(Data extracted from a collection)
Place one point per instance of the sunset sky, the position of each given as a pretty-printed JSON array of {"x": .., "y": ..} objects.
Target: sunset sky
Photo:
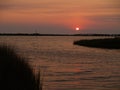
[{"x": 60, "y": 16}]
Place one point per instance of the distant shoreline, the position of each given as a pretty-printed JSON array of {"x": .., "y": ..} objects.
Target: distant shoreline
[
  {"x": 37, "y": 34},
  {"x": 107, "y": 43}
]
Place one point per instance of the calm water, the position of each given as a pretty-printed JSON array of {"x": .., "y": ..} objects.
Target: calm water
[{"x": 68, "y": 67}]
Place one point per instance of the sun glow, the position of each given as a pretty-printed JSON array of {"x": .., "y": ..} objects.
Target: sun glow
[{"x": 77, "y": 28}]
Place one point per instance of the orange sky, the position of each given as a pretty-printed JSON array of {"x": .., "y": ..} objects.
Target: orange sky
[{"x": 88, "y": 14}]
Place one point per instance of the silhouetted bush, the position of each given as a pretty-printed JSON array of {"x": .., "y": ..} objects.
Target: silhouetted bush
[
  {"x": 15, "y": 73},
  {"x": 108, "y": 43}
]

(HOW TO COMPLETE THIS TASK):
Within the records above, each line containing "instance" is to be returned.

(SOLUTION FOR THIS TASK):
Place one point per instance of the sunset sky, the position of each given as a pretty-printed JSON array of {"x": .., "y": ..} objects.
Place one point per instance of the distant shoreline, the position of each given as a pretty-printed JSON array of {"x": .., "y": ..} objects.
Place one point per instance of the calm water, the position of each given as a pretty-printed JSON array of {"x": .., "y": ..} objects.
Place one point per instance of the sun glow, the position of each given as a pretty-printed JSON array of {"x": .., "y": ..} objects.
Place one point per instance of the orange sky, the position of each given as a pretty-printed JSON array of {"x": .., "y": ..} objects.
Place one point per instance of the silhouetted bush, the position of each given as a pretty-printed JSON array of {"x": .., "y": ..} objects.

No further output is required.